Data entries
■ ■ ■ ■ ■

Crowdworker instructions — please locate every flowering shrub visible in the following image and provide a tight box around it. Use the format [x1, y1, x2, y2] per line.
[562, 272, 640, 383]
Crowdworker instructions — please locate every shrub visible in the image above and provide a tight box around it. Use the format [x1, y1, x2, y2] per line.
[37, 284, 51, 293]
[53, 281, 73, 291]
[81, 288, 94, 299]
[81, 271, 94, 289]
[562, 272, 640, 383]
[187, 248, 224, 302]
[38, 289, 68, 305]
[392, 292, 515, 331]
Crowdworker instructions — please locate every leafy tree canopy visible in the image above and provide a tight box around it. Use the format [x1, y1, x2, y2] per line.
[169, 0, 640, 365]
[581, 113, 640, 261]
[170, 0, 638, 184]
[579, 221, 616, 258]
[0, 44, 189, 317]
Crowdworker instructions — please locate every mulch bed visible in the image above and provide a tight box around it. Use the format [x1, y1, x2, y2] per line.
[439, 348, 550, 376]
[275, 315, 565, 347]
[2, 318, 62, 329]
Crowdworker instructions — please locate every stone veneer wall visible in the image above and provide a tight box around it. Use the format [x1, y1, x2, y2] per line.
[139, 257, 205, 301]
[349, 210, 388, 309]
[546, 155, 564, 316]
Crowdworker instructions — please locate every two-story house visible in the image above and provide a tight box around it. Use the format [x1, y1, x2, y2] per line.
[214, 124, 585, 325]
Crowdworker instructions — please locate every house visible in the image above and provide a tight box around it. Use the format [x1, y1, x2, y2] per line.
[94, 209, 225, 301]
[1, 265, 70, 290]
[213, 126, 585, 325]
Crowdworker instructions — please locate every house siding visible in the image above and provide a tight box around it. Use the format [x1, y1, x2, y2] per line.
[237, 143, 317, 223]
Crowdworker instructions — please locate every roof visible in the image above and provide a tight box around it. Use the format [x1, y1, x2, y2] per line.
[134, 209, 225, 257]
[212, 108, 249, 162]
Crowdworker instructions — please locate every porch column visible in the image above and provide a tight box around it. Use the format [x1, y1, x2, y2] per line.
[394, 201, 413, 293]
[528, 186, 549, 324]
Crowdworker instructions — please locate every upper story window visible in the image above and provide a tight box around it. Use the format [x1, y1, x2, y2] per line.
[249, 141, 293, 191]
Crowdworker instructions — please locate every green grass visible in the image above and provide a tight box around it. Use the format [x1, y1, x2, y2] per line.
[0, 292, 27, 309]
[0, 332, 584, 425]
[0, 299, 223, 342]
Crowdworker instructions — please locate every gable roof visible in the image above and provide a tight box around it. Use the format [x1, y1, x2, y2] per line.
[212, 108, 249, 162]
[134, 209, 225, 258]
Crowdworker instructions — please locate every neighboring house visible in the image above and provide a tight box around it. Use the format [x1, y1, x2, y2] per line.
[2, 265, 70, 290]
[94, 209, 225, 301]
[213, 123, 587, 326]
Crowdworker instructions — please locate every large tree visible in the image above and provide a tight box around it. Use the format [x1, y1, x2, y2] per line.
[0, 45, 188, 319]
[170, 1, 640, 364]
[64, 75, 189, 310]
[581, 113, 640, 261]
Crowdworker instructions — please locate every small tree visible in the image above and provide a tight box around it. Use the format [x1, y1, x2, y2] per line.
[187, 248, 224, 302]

■ ■ ■ ■ ■

Task statement: The records above are to be duplicated in full and exactly.

Answer space:
Crowdworker instructions — please locate every flowering shrub visible in the following image and provide a tight box around it. Use the format [x1, y1, x2, y2] per line.
[562, 272, 640, 383]
Crowdworker instructions — please locate every shrub visible in the image above and provide a tight box around it. Use the format [x1, y1, x2, y2] per line.
[37, 284, 51, 293]
[53, 281, 73, 291]
[81, 288, 94, 299]
[81, 271, 94, 289]
[562, 272, 640, 383]
[187, 248, 224, 302]
[38, 289, 68, 305]
[392, 292, 515, 331]
Crowdworker instructions — please locate every leafy tree canopy visible in the image above and provide a tight box around it. Use the format [x1, y1, x2, y2] per line.
[169, 0, 640, 365]
[581, 113, 640, 261]
[170, 0, 638, 184]
[579, 221, 616, 258]
[0, 44, 189, 317]
Crowdworker instructions — please locate every mulch bed visible in the image above and provide a tight box around it. Use the format [x1, y1, x2, y2] per line.
[439, 348, 550, 376]
[275, 315, 565, 347]
[2, 318, 62, 329]
Crowdworker instructions — please locate every stone veneer wall visible in the image above and provide a tight box around it. Use the format [x1, y1, x2, y2] per line.
[139, 257, 205, 301]
[349, 210, 388, 309]
[546, 155, 564, 316]
Crowdworker instructions — please locate every two-story house visible in the image above and provide a tight box around it. Use the format [x1, y1, x2, y2] per line.
[214, 124, 585, 325]
Crowdworker instructions — please locate every house visible in the image above and provide a tight box around it. Use the format [x1, y1, x2, y2] per line.
[94, 209, 225, 301]
[1, 265, 70, 290]
[213, 126, 585, 325]
Crowdworker instructions — please locate every house siding visible in the image above and provide a tight box around it. Use the format [x1, y1, x2, y2] per line.
[237, 143, 317, 223]
Crowdworker instructions — please locate every roof visible in the image above and provide a tight box around it. Use the format [x1, y1, x2, y2] per line.
[134, 209, 225, 257]
[212, 108, 249, 162]
Crowdworker instructions — please locate every porch column visible in the image above and provide a tight box around it. Use the format [x1, y1, x2, y2] per line.
[394, 201, 413, 293]
[528, 186, 549, 324]
Crowdworker instructions — please locate every upper story window visible in the image above and provide a tight box around it. Use the format [x1, y1, x2, y2] per line.
[249, 141, 293, 191]
Crowdworker instructions — please locate every green grass visible in the image above and provide a tight box around it. Use the format [x1, y1, x2, y2] per line.
[0, 292, 27, 309]
[0, 332, 584, 425]
[0, 299, 223, 342]
Crowdworker instructions — please locate every gable roof visible in the image above and provide a tight box around it. Use the format [x1, y1, x2, y2] per line.
[212, 108, 249, 162]
[134, 209, 225, 258]
Crowdworker instructions — please locate every neighboring house visible in the image above and provide a tight box around it. Use the format [x1, y1, x2, y2] per line.
[2, 265, 70, 290]
[94, 209, 225, 301]
[213, 123, 587, 326]
Crowdworker instructions — please locate every large tree visible in the image above and provide a tight box around it. Use the format [x1, y1, x2, y2] per line.
[0, 45, 188, 319]
[170, 1, 640, 364]
[64, 75, 189, 310]
[581, 113, 640, 261]
Crowdworker instructions — please locate every small tree visible in the image above and provide a tight box around it. Use the format [x1, y1, x2, y2] per line.
[187, 248, 224, 302]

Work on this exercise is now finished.